Please find every line below that contains the word "young", and copy each of those lines.

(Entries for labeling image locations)
● ● ● ● ● ● ●

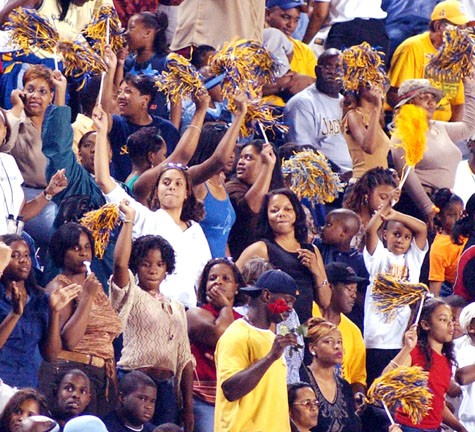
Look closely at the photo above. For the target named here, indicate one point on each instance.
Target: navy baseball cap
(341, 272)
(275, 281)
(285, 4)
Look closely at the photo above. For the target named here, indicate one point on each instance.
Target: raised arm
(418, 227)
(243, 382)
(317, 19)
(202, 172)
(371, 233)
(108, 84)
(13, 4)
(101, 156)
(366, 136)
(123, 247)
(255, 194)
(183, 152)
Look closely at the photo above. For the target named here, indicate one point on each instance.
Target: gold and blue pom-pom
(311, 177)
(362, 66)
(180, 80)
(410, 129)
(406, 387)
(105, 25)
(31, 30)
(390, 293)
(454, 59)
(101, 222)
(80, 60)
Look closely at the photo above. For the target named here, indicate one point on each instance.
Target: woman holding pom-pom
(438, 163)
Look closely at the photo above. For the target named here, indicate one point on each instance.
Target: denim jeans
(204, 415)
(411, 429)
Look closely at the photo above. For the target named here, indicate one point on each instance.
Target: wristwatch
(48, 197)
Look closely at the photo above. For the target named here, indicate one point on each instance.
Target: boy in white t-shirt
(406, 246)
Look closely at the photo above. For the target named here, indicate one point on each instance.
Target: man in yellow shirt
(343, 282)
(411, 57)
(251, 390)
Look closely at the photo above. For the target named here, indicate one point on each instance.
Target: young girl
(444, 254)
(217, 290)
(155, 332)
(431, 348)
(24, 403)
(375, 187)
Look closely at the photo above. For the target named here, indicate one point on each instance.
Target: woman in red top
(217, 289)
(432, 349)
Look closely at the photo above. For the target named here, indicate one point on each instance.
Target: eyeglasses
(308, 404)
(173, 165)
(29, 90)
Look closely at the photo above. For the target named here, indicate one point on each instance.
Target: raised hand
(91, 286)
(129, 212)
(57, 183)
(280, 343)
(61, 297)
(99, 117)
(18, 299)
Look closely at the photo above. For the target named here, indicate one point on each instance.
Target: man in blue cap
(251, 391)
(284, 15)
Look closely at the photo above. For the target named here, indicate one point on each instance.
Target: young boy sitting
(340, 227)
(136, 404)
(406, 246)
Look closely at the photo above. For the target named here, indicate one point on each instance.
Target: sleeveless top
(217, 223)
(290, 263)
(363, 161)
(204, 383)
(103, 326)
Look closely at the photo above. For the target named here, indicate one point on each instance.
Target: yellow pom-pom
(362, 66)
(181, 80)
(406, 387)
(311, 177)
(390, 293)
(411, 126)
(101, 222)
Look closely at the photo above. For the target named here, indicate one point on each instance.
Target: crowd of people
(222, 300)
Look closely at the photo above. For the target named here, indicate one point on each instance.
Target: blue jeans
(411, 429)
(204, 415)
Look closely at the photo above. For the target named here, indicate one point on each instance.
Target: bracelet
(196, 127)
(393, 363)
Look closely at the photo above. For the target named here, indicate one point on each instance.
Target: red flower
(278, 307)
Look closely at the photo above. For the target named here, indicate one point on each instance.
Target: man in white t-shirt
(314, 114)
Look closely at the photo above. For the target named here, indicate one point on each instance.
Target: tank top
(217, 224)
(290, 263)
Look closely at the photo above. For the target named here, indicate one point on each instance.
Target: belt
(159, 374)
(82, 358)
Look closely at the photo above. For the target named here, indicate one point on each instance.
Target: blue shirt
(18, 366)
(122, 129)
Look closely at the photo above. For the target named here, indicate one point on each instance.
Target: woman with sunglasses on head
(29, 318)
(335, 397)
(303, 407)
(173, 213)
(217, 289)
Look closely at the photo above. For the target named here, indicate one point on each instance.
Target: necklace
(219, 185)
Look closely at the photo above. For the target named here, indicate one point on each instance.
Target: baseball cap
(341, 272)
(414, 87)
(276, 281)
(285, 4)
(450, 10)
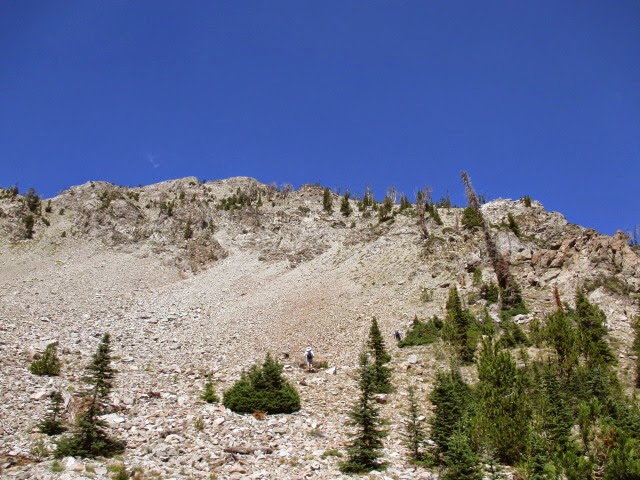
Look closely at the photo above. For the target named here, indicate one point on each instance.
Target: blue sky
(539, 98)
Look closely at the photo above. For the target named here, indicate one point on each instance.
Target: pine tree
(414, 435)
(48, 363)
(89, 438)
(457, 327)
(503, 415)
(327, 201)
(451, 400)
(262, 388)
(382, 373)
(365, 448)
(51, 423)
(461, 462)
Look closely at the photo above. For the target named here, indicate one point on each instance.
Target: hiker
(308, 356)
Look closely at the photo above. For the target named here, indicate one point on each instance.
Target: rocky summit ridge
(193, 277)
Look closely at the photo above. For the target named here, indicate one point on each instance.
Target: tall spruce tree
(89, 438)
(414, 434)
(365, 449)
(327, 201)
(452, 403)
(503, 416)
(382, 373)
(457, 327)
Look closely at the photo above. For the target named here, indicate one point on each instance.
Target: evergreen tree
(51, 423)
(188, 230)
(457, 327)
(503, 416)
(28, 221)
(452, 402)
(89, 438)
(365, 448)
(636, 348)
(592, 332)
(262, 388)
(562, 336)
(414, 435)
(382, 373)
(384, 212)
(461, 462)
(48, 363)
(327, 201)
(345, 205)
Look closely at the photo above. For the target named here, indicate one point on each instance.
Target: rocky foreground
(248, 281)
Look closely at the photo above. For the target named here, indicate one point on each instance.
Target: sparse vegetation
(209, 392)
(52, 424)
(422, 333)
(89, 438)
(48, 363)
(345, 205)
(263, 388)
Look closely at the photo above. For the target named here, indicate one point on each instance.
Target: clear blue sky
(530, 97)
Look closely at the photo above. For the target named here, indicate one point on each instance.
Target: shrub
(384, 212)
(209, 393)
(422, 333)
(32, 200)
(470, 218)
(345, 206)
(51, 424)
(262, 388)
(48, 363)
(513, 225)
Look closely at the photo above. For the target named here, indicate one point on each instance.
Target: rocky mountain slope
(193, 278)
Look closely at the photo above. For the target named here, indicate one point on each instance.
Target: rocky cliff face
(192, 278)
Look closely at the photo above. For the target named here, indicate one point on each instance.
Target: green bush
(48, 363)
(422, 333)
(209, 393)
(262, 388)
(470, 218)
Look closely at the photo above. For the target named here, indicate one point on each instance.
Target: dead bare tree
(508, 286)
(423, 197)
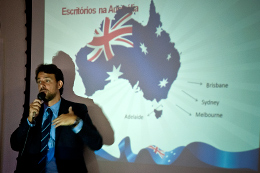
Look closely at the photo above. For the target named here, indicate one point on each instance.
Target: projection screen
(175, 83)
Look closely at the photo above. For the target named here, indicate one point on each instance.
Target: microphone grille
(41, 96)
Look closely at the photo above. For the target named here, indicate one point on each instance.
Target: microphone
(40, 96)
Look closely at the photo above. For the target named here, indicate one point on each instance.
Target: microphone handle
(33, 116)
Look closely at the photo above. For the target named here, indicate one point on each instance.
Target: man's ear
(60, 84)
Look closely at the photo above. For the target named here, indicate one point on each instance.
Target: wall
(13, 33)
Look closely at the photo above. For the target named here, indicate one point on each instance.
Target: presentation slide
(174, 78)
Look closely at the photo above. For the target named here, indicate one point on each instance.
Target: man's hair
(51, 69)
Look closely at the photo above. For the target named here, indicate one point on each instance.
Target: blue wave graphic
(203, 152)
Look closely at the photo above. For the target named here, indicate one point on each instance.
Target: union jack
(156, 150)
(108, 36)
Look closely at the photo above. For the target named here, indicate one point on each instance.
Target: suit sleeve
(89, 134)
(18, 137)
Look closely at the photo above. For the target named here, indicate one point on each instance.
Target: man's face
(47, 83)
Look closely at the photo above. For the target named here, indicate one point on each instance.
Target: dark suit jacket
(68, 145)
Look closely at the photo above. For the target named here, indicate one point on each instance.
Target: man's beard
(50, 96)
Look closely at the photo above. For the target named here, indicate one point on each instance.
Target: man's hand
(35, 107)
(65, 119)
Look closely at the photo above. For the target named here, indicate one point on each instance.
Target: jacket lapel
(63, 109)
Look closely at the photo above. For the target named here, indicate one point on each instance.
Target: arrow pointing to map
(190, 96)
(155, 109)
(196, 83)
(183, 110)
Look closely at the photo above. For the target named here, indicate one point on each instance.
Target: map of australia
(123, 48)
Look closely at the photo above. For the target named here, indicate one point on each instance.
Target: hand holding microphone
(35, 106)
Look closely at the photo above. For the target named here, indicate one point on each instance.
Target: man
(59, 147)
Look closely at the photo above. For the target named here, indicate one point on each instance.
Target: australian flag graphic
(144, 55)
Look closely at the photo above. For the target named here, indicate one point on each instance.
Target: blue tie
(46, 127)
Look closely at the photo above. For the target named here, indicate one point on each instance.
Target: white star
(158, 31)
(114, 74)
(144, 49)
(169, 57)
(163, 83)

● ● ● ● ● ● ●

**ANSWER**
Target: young girl
Target: young boy sitting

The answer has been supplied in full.